Across the records below, how many lines contain the string "shoulder"? Give the number by itself.

----

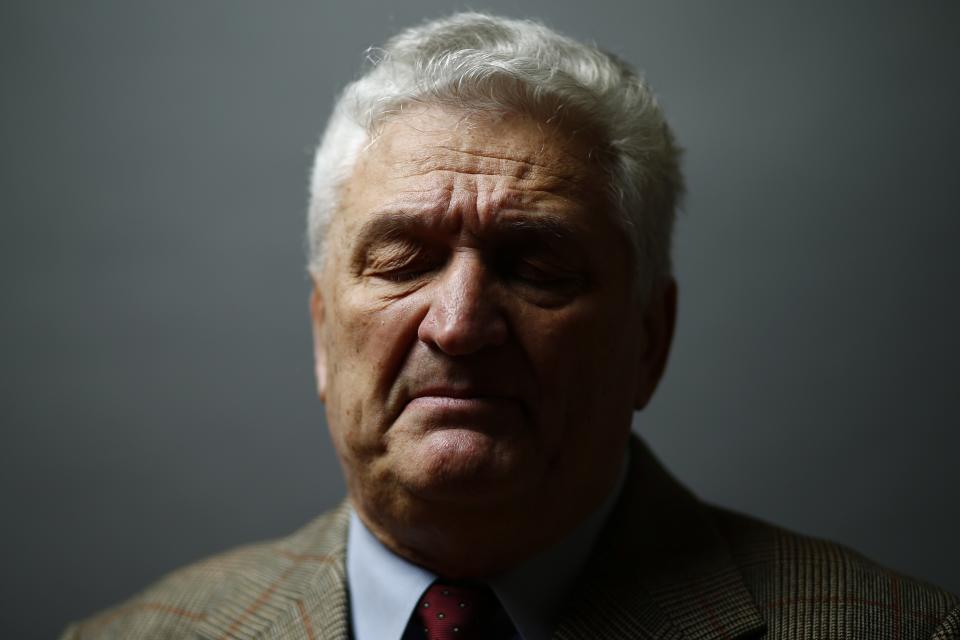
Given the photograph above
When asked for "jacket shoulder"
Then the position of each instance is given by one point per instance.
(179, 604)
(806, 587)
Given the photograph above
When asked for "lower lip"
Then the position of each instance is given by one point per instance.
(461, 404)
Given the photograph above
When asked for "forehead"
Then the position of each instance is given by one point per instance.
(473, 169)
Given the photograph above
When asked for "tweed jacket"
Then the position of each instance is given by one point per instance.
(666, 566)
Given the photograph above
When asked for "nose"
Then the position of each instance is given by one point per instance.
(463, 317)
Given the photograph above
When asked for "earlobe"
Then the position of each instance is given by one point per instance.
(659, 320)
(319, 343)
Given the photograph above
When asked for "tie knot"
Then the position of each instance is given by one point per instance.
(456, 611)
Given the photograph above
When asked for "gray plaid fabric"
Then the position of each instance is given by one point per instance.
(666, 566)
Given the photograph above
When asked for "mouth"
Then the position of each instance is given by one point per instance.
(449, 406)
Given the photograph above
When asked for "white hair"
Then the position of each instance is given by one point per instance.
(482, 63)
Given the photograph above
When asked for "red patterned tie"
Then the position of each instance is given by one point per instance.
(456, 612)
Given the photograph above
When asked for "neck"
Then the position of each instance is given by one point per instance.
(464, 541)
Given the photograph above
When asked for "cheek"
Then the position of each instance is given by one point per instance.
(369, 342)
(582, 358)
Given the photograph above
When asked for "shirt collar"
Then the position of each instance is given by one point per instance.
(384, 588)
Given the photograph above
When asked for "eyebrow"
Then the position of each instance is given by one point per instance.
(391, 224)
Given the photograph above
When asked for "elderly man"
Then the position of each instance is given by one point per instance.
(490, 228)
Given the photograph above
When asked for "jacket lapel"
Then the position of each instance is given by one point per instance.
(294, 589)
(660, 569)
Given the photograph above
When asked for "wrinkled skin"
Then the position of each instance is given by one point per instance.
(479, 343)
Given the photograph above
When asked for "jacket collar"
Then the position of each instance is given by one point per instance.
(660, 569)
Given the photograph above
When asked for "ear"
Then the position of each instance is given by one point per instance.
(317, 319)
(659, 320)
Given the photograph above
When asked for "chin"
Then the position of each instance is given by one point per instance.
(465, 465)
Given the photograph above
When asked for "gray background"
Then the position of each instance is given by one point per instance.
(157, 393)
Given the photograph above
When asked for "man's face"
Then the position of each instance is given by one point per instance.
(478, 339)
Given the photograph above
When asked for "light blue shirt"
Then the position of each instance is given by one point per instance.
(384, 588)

----

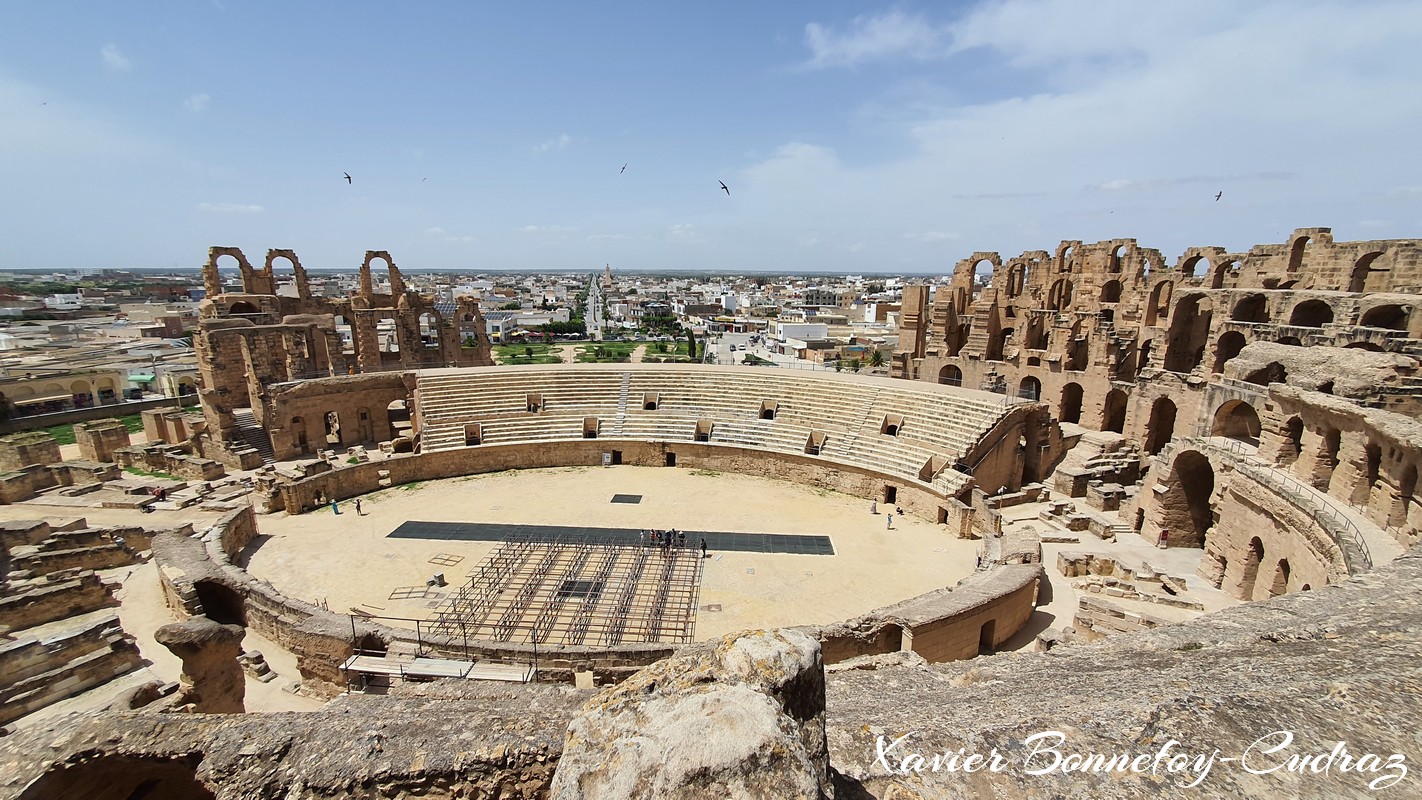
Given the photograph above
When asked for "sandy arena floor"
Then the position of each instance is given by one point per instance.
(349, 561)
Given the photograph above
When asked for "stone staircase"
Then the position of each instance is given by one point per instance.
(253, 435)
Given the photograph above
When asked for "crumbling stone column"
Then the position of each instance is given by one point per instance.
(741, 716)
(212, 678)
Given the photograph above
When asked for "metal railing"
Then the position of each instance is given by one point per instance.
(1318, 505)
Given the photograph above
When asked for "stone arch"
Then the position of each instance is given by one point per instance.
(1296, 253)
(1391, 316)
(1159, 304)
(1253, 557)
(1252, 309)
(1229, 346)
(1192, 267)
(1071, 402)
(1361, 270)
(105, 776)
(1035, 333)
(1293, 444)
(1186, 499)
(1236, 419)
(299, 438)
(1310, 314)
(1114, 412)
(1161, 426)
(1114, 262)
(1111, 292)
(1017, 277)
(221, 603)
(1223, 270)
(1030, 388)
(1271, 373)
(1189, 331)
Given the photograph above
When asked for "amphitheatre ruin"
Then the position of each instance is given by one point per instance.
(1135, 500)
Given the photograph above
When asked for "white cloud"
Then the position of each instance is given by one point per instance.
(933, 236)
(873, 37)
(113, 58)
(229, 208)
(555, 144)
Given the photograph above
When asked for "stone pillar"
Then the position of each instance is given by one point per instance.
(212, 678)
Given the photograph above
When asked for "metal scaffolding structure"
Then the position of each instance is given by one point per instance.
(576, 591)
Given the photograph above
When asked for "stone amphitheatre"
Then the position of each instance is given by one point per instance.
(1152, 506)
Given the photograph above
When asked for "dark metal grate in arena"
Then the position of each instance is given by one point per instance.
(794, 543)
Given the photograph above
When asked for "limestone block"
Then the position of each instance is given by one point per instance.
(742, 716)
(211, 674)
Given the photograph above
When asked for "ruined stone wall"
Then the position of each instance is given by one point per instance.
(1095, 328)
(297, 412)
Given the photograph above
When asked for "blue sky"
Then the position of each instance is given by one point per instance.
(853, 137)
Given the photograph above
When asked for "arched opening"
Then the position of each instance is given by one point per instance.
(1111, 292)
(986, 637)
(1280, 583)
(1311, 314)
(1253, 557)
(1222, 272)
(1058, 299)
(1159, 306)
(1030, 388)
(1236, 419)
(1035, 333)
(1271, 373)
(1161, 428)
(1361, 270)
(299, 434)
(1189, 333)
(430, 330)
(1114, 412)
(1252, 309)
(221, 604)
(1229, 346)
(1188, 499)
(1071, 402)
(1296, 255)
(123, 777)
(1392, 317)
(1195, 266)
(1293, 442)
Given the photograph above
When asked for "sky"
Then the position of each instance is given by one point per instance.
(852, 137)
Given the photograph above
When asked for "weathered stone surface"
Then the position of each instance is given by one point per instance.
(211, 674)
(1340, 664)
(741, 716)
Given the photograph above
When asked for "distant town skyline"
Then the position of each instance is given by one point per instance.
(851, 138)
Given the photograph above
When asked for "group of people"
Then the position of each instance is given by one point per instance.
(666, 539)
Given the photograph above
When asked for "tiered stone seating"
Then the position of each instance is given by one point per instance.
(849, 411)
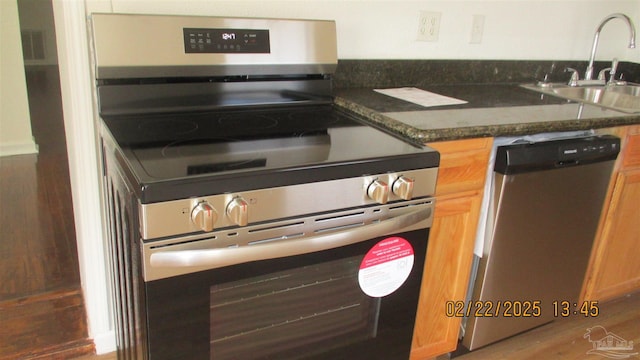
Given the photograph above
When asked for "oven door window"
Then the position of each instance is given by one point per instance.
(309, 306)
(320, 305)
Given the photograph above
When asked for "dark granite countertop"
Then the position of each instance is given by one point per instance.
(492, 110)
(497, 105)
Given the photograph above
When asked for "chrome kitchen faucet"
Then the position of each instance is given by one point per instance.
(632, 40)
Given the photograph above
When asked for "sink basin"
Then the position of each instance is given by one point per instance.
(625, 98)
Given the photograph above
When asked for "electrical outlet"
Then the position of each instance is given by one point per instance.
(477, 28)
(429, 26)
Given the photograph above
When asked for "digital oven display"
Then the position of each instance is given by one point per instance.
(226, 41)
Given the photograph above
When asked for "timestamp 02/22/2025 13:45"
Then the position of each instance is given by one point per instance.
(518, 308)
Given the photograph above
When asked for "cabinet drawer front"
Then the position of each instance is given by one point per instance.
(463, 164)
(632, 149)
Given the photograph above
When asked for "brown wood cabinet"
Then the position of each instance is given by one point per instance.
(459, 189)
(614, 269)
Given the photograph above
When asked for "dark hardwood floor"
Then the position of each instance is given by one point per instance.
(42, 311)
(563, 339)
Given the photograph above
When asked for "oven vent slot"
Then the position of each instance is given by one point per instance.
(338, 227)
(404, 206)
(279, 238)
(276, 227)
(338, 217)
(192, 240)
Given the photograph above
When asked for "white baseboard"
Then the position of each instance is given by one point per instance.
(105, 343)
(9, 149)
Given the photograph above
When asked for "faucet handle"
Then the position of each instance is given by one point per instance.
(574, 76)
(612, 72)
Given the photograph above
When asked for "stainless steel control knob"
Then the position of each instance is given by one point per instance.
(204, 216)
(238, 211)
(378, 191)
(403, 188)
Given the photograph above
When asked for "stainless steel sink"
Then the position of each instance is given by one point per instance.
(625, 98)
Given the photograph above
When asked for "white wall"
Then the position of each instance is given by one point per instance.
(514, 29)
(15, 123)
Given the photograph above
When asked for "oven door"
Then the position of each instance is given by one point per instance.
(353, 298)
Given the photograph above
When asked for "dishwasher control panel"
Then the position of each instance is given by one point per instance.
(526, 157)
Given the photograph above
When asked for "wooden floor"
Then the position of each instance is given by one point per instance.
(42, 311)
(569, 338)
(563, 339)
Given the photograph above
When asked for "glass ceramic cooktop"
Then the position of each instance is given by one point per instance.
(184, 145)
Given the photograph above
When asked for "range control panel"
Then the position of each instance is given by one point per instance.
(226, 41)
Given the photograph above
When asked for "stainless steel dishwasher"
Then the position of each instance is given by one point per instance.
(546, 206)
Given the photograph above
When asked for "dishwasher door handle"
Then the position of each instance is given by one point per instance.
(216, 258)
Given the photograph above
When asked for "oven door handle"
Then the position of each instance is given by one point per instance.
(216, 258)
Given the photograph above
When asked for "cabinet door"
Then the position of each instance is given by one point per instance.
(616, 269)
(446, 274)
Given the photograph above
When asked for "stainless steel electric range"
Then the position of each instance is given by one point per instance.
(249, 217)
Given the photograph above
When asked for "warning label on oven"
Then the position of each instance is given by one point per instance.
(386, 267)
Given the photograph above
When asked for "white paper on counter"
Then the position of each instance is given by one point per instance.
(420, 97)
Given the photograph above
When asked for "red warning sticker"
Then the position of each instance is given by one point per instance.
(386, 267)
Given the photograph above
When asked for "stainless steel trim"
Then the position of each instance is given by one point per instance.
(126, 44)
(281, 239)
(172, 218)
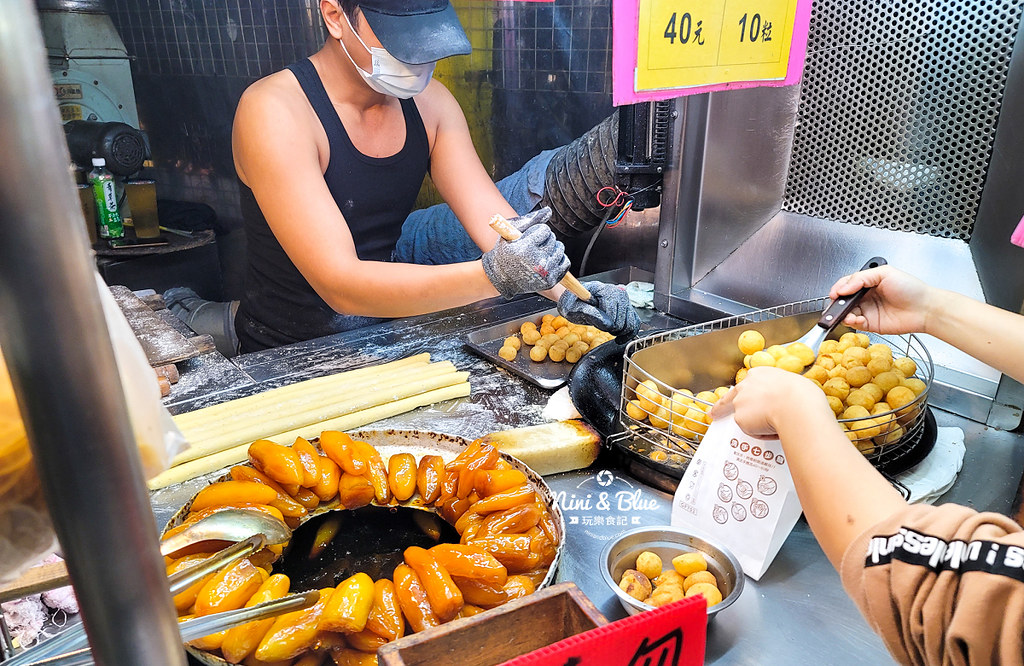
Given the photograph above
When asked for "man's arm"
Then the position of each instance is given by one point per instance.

----

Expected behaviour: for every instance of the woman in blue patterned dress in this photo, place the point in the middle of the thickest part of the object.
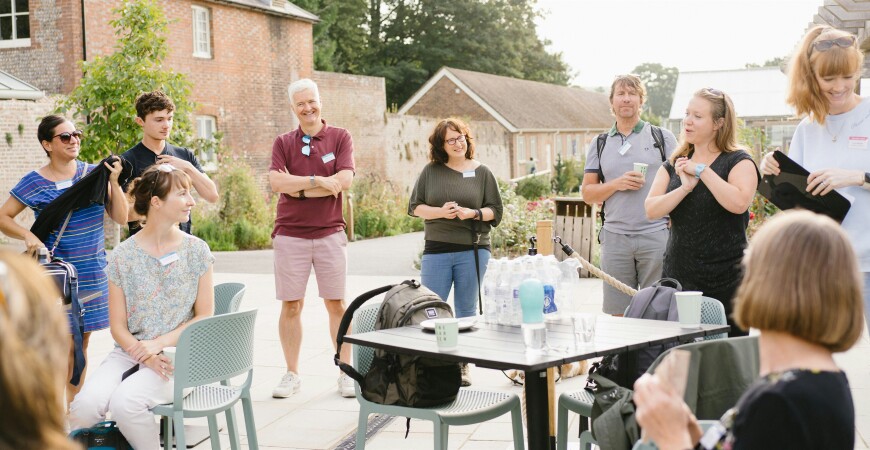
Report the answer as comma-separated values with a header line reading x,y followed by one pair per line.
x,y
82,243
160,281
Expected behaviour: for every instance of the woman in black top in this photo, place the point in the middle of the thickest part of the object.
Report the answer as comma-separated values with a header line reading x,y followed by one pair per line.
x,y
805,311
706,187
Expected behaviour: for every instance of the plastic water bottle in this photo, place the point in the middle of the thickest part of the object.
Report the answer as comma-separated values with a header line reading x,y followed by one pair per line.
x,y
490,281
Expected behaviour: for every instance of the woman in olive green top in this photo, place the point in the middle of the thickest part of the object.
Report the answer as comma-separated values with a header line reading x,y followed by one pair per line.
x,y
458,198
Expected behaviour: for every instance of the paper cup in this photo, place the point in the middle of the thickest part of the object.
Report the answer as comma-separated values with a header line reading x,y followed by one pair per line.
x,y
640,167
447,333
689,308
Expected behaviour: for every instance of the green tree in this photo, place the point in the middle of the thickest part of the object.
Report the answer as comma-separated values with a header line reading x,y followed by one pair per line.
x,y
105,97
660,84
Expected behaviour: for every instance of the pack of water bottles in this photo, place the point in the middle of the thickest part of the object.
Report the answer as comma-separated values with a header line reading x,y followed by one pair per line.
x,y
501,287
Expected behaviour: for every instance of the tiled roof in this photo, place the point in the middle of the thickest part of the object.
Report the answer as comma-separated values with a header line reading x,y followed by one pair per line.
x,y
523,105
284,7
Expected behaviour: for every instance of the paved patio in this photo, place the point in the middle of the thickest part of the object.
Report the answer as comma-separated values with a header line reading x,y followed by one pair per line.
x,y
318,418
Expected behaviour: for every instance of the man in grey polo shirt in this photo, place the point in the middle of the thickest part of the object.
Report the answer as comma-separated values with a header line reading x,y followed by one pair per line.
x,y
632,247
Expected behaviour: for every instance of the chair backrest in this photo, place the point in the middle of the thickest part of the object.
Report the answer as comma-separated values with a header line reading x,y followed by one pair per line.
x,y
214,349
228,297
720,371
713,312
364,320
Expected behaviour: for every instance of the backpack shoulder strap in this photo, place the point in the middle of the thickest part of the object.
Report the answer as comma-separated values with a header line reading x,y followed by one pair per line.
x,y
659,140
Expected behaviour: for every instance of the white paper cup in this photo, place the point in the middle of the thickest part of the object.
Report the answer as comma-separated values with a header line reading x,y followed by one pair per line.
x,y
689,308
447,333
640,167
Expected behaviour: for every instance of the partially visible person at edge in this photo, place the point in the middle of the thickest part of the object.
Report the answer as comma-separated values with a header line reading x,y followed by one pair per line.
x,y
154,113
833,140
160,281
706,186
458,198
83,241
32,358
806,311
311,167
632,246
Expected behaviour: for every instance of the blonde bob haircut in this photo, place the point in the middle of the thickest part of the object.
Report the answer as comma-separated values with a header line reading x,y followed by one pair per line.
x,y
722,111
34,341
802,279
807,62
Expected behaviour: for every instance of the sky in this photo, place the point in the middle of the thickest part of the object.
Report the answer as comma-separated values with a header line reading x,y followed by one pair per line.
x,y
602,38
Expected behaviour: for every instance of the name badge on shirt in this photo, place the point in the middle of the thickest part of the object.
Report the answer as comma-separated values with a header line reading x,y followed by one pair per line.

----

THE COMPLETED TASK:
2